PASSAGE SHOWN →
• • •

Its one of those things you never seem to have enough of. I've been trying to locate some for months to update the blog and now I have some the seasons all but over, just those winter sprouts, overwintering leeks and onions, the spring greens - which have gone in more in hope than anything else but I may get to that later.
There have been at least two updates that got planned in my head but never managed to make it into print. The first had some corny title based upon saving my onion crop from white rot during the wet spell and the second, well I'm not actually sure what that was going to be about now - probably something to do with Christmas potatoes, but they got taken out by blight at the end of September. I must remember to spray them next year and I might actually get decent crop out of them. Still you live and learn.
Any way lets try and pick up where I left things in July with a couple of photos. The first one shows the potato bed in the fore ground with the mixed sweetcorn and leek bed behind. The potatoes yielded really well, a 6ft section yielding a large trugs worth of Maris Piper and Pink Fir apple, although my wife still hasn't worked out how to cook the latter. Whilst weight wise its a good yield, the pest quotient was high and I've only managed to get about 20% that will store. Still this is better than off my father-in-laws plot. There was something drastically wrong with the manure he had this year and it has played havoc with ever crop, except for some reason the brassica's. The 28ft row of pink fir apple I planted on his plot yielded enough to fill a standard seed try, in weight about half of what I planted in the first place. The Maris on the other hand did crop, only we're getting about 30% that are usable or edible.
The sweetcorn turned into a real success, although our annual summer working holiday and the additional shows that seem to appear in the weekends following means that a lot of the crop spoilt - although this gives me an abundance of seed for next year.

• • •

SUPPLIED RECORDS →
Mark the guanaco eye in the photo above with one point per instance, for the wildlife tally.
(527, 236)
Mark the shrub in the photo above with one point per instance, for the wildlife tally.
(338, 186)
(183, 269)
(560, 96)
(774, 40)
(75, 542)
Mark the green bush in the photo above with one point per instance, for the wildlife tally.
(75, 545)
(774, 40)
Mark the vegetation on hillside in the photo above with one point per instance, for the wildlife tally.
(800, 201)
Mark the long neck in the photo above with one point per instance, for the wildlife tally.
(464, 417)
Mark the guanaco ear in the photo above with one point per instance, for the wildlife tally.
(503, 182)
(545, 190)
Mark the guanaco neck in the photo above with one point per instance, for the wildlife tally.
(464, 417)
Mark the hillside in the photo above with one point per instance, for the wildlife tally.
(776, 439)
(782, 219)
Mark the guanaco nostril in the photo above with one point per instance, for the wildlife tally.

• • •

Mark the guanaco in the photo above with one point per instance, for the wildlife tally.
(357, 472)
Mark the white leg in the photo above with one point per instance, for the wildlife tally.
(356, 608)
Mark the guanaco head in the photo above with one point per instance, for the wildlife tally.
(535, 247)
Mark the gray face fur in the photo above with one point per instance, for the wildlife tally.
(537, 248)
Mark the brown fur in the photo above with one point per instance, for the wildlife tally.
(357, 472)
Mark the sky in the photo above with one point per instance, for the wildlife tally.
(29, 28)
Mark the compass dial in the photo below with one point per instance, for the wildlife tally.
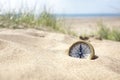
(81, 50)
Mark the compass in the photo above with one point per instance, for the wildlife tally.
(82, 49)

• • •

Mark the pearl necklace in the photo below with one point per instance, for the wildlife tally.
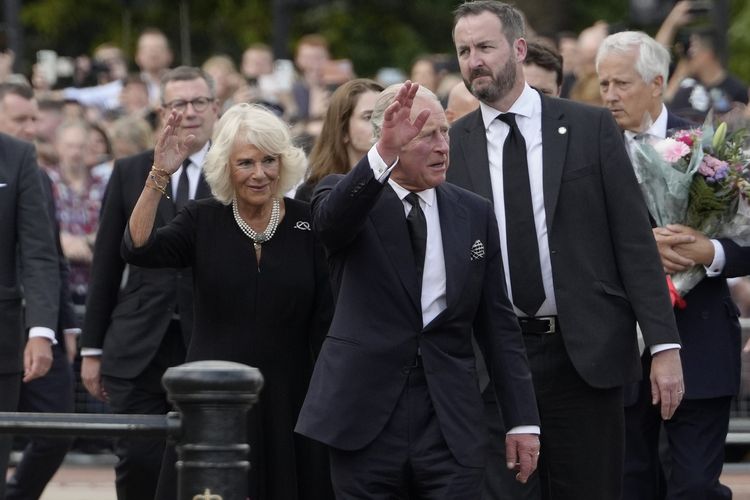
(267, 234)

• • •

WORK ITEM A →
Print the vegetable garden post word for word, between "The sweetcorn turned" and "for next year.", inclusive.
WORK ITEM B →
Proceed with the vegetable garden post, picking up after its final sentence.

TASK RESULT A →
The sweetcorn turned into a real success, although our annual summer working holiday and the additional shows that seem to appear in the weekends following means that a lot of the crop spoilt - although this gives me an abundance of seed for next year.

TASK RESULT B →
The early leeks have also been good, although with the onset of recent wet weather some have shown signs of white rot infection which nearly did for the earlier onion crop. I've planted over-wintering onions, in pockets of clean top-soil made with a bulb planter in the hope of getting an early crop next year. However, before I plant next year's main crop I'm going to treat the bed(s) with Armatillox in an effort to eradicate it.
I do have an alternative now though, having been granted a half plot on the same allotments where my parents-in-law's plot is located. Its in need of a tidy up but it gives me space for more potatoes, carrots, and onions next year, although the year after this space will be curtailed by an asparagus bed. I shall be sowing seed for Connovers Colossal and Mary Washington in late February with a view to having 40 crowns ready to plant in 2009.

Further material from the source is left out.